Don’t get me wrong I think this level of innovation can be amazing, but the issue lies when it is used as a substitute for individual creativity instead of enhancing it. What’s more, it has birthed a new challenge: living in a sea of sameness.
I touched on it above how audiences are automatically checking-out of content they see, the antidote for this is originality, or at the very least a point of view. Part of this is making sure you are sourcing inspiration from places that others may not be so you do not fall victim to the algorithm who is probably serving you and a million other people the same ideas. Second hand book stores, old print magazines, art, film, even switching up your normal commute can offer up inspiration for new ideas.
Furthermore, I predict that we will see authentic creatives, designers, artists and writers… even strategists who are not afraid to create and challenge ideas to reclaim space. AI can mimic, but it will never be able to replicate the physical and very real emotions, relationships and experiences that make us human.
Social anonymity becomes cool
As audiences continue to battle the feelings of being overwhelmed with content and the digital world, I have been observing a quiet rejection of being ‘known’.
There is something incredibly mysterious and compelling when you meet someone who doesn’t have social media. Even the New Yorker noted this shift in a recent piece ‘It’s Cool To Have No Followers Now’ pointing to a certain status that comes with opting out of the usual markers of success online.
For brands, this idea does create some tension. Typically, a brand's ability to build a community on social media is tied closely to profitability and success. What I find most interesting about this is that I don’t think it means disappearing entirely, obviously social media is a huge revenue driver for many brands (more on that in the point below) but what brands can take from this is an opportunity to show up in more considered and deliberate ways.

§ **GIVEN ENTRIES**

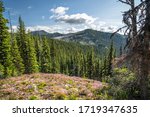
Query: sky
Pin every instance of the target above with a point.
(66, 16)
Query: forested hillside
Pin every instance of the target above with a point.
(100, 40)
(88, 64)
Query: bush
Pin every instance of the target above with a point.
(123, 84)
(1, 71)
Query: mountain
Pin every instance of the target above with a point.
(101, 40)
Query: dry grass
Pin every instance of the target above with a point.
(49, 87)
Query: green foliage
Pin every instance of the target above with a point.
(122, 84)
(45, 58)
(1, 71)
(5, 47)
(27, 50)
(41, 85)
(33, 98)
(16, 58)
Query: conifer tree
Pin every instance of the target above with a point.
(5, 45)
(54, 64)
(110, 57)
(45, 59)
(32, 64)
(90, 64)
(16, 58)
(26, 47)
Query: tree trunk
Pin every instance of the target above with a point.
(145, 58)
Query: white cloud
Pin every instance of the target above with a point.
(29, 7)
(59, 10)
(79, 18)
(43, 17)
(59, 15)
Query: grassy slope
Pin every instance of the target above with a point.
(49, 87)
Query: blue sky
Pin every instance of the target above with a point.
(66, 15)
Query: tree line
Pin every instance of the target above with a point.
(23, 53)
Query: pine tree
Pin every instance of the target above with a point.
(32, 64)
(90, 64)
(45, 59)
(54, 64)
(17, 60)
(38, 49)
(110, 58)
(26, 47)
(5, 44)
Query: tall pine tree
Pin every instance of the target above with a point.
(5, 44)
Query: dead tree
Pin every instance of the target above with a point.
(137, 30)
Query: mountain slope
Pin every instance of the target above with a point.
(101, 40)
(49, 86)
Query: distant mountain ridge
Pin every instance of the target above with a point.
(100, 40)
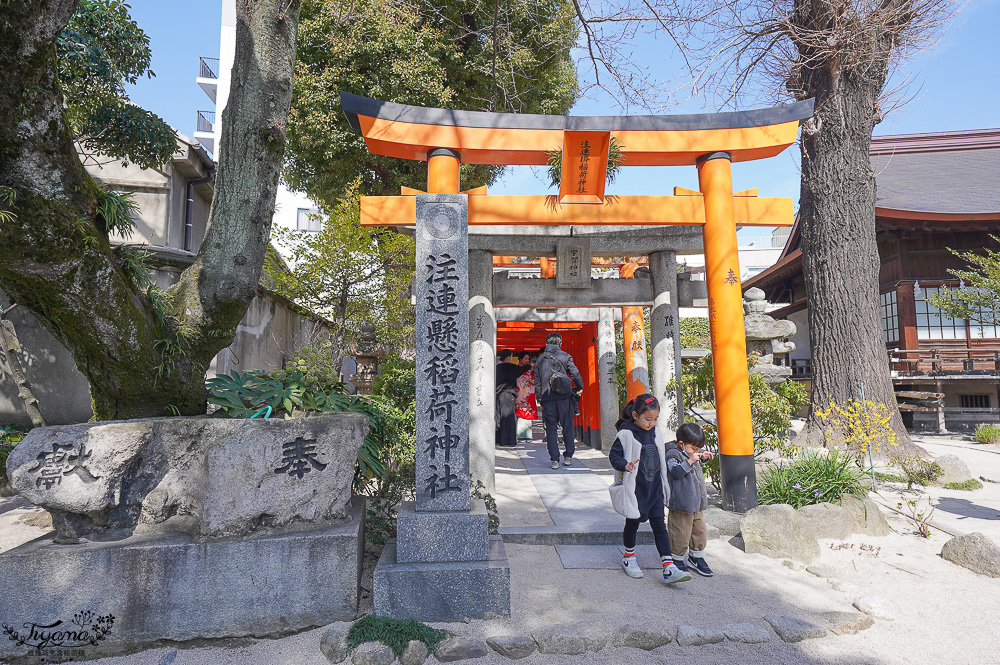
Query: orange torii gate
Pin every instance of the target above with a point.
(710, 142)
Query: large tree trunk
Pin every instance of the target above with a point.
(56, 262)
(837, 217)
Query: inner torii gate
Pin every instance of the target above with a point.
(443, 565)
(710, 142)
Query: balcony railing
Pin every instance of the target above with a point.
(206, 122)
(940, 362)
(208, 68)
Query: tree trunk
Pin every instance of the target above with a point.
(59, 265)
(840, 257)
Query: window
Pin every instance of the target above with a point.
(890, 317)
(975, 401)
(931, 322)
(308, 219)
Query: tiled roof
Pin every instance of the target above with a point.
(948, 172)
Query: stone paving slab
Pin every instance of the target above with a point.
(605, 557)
* * *
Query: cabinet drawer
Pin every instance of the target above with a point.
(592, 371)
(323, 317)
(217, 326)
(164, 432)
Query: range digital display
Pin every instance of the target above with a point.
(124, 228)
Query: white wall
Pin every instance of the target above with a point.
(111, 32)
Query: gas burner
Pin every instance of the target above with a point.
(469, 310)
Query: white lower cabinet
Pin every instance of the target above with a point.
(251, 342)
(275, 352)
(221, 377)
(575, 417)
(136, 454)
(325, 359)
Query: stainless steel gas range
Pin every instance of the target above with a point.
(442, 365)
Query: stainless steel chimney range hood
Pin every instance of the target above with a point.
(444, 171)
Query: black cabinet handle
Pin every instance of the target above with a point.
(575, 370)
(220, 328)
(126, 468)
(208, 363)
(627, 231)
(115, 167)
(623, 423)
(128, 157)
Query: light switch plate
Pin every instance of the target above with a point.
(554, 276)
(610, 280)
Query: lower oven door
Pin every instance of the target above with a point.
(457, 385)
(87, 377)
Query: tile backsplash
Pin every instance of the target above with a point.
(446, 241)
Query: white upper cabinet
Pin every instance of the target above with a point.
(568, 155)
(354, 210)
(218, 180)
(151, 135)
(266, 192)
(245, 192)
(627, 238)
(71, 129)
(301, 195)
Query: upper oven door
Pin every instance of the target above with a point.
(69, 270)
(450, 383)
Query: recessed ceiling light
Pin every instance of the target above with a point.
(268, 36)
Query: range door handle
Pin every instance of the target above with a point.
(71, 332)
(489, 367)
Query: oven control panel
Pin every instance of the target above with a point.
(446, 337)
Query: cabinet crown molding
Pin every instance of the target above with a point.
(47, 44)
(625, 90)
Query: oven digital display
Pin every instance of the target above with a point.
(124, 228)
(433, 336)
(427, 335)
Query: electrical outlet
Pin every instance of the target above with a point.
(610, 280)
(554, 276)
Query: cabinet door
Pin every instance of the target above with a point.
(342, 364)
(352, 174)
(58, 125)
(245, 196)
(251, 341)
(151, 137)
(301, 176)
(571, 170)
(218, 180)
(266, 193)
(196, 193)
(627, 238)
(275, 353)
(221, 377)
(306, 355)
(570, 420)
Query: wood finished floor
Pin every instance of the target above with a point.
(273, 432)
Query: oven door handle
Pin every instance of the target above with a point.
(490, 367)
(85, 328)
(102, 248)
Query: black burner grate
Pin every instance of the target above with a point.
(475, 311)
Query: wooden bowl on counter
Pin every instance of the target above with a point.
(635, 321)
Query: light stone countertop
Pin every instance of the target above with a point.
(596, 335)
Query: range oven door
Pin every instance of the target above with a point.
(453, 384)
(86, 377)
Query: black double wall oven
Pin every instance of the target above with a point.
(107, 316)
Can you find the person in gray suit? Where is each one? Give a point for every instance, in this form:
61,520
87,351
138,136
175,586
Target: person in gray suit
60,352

§ **EXERCISE A**
In the article on creativity and social media trends, what is the title of the New Yorker piece it mentions?
§ **EXERCISE B**
Pick up the article on creativity and social media trends where it ends and write the next part.

§ **FINAL ANSWER A**
'It's Cool To Have No Followers Now'

§ **FINAL ANSWER B**
Think of this as an invitation to grow communities the old-fashion way: in person. You could take it one step further and encourage each guest to stay present by making it a phone-free event that will exist as memories purely for those in that room. Or it could be a renewed focus on the craft; working with individuals that have deep relevance with their communities as opposed to 6 figure followings, impeccable long-form writing in the form of newsletters, embracing a little friction in discovering.
This is an exciting time for brands at any stage, as it means relevance is increasingly earned in rooms, not solely on our feeds.
The new rules for ads
This one might hurt. Your ads aren’t ‘not’ working. It's your content and overall brand awareness.
I kicked this article off by talking about how brand, comms and marketing have converged, so it felt important to have ads firmly a part of this conversation.
Many of the e-comm giants we know today scaled up in the era where ads worked regardless of whether the creative was good, the website was optimised or the product branding was good.
That era is now over.
Ads work. They absolutely do. But they don’t do the heavy lifting on their own. Their role is to amplify, not to compensate or be treated as the sole driver for sales.
If you don’t have strategy, taste, community or any type of relevance, your ads are going to expose you. Ads are there to scale demand, not create it.
2026 will be the year of thoughtful and intentional ads creative, and treating ads with the same level of respect that you would a campaign.